Reproduce the Capsicum patch discussion below word for word, from "Large Capsicum patch" up to and including "seems more logical.".

**QUOTED PASSAGE**
──────

Large Capsicum patch for review.

Wed Feb 27 22:15:44 UTC 2013

On 25.02.2013 22:50, Pawel Jakub Dawidek wrote:
> On Mon, Feb 25, 2013 at 11:32:27AM +0100, Christoph Mallon wrote:
>> On 25.02.2013 00:59, Pawel Jakub Dawidek wrote:
>>> On Sun, Feb 24, 2013 at 04:07:12PM +0100, Christoph Mallon wrote:
>>>> On 24.02.2013 07:05, Christoph Mallon wrote:
>>>> - Why did you choose INT_MAX to represent "all capabilities"?
>>>>   The data type used is ssize_t, so SSIZE_MAX seems more logical.
>>>>   Further, there are several places where size_t and ssize_t come into contact, which need careful tests and casts to get right.
>>>>   Maybe it is better to always use size_t and represent "all capabilities" with SIZE_T_MAX or (size_t)-1 (which is guaranteed by C to be the maximal value).
>>>
>>> This is not used for capabilities, but for white-listing ioctl commands.
>>> INT_MAX seems to just be least odd. We only allow for 256 anyway.
>>> I could provide some dedicated define for it, eg.
>>>
>>> #define	CAP_IOCTLS_ALL	<some random big number>
>>
>> A nice name is a good step.
>> Still, I would prefer, if consistently only one type (size_t) would be used instead of two/three (ssize_t, size_t and int for the constant).

──────

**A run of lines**
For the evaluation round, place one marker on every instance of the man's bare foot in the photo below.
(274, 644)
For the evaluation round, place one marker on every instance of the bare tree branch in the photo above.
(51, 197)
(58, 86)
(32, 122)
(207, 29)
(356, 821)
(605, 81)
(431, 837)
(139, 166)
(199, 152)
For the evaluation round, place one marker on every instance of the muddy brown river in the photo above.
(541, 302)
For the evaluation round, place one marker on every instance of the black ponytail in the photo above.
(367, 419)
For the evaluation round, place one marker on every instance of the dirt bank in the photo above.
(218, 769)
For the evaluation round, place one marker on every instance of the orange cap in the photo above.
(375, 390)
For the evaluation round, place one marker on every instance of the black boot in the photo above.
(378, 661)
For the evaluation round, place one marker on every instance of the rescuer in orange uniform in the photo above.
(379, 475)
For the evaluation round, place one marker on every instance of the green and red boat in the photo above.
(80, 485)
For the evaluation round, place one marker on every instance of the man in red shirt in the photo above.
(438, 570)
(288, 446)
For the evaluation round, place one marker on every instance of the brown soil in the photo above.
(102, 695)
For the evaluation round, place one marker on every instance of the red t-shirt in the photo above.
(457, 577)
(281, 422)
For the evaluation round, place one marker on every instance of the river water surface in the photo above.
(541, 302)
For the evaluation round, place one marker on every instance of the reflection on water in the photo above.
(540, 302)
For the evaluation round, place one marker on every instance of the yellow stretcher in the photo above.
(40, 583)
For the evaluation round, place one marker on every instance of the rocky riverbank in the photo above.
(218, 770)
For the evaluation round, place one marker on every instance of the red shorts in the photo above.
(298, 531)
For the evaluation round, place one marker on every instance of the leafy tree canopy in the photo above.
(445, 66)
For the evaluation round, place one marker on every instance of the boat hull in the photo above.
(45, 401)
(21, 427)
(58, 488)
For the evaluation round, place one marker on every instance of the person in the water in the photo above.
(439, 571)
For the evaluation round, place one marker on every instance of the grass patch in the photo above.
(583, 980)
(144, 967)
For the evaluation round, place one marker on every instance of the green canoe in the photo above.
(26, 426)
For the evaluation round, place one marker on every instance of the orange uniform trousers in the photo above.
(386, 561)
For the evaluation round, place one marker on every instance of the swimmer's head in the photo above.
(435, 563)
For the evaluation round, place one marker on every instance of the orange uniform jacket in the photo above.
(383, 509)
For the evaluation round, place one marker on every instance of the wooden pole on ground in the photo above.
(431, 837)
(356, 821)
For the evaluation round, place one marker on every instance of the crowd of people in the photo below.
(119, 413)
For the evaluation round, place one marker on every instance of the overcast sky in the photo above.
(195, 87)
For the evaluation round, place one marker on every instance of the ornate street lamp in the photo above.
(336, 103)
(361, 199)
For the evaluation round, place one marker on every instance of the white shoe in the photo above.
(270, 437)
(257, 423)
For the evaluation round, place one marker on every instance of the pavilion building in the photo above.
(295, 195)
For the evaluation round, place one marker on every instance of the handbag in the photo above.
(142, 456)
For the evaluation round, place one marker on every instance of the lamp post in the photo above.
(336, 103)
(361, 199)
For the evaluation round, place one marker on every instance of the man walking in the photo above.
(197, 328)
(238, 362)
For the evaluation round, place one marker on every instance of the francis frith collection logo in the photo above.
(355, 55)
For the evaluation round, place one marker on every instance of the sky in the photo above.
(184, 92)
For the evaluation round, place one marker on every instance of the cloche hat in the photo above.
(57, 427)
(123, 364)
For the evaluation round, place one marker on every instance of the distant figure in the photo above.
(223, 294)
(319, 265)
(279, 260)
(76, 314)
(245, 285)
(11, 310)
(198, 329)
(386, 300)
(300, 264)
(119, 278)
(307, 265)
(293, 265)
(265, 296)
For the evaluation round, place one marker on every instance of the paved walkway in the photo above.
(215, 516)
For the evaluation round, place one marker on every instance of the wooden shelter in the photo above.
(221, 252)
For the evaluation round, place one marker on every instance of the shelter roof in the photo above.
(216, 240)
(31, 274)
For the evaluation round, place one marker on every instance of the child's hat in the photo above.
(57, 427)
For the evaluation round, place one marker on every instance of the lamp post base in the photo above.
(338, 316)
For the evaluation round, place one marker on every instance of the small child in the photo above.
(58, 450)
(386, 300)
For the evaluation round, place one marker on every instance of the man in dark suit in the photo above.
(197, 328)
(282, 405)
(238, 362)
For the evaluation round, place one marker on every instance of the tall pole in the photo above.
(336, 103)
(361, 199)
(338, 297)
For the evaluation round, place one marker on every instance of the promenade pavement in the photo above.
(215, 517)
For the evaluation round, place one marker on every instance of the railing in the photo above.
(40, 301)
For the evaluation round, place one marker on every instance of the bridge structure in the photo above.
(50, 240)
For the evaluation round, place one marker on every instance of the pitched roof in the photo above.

──────

**CORRECT OUTPUT**
Large Capsicum patch for review.

Wed Feb 27 22:15:44 UTC 2013

On 25.02.2013 22:50, Pawel Jakub Dawidek wrote:
> On Mon, Feb 25, 2013 at 11:32:27AM +0100, Christoph Mallon wrote:
>> On 25.02.2013 00:59, Pawel Jakub Dawidek wrote:
>>> On Sun, Feb 24, 2013 at 04:07:12PM +0100, Christoph Mallon wrote:
>>>> On 24.02.2013 07:05, Christoph Mallon wrote:
>>>> - Why did you choose INT_MAX to represent "all capabilities"?
>>>>   The data type used is ssize_t, so SSIZE_MAX seems more logical.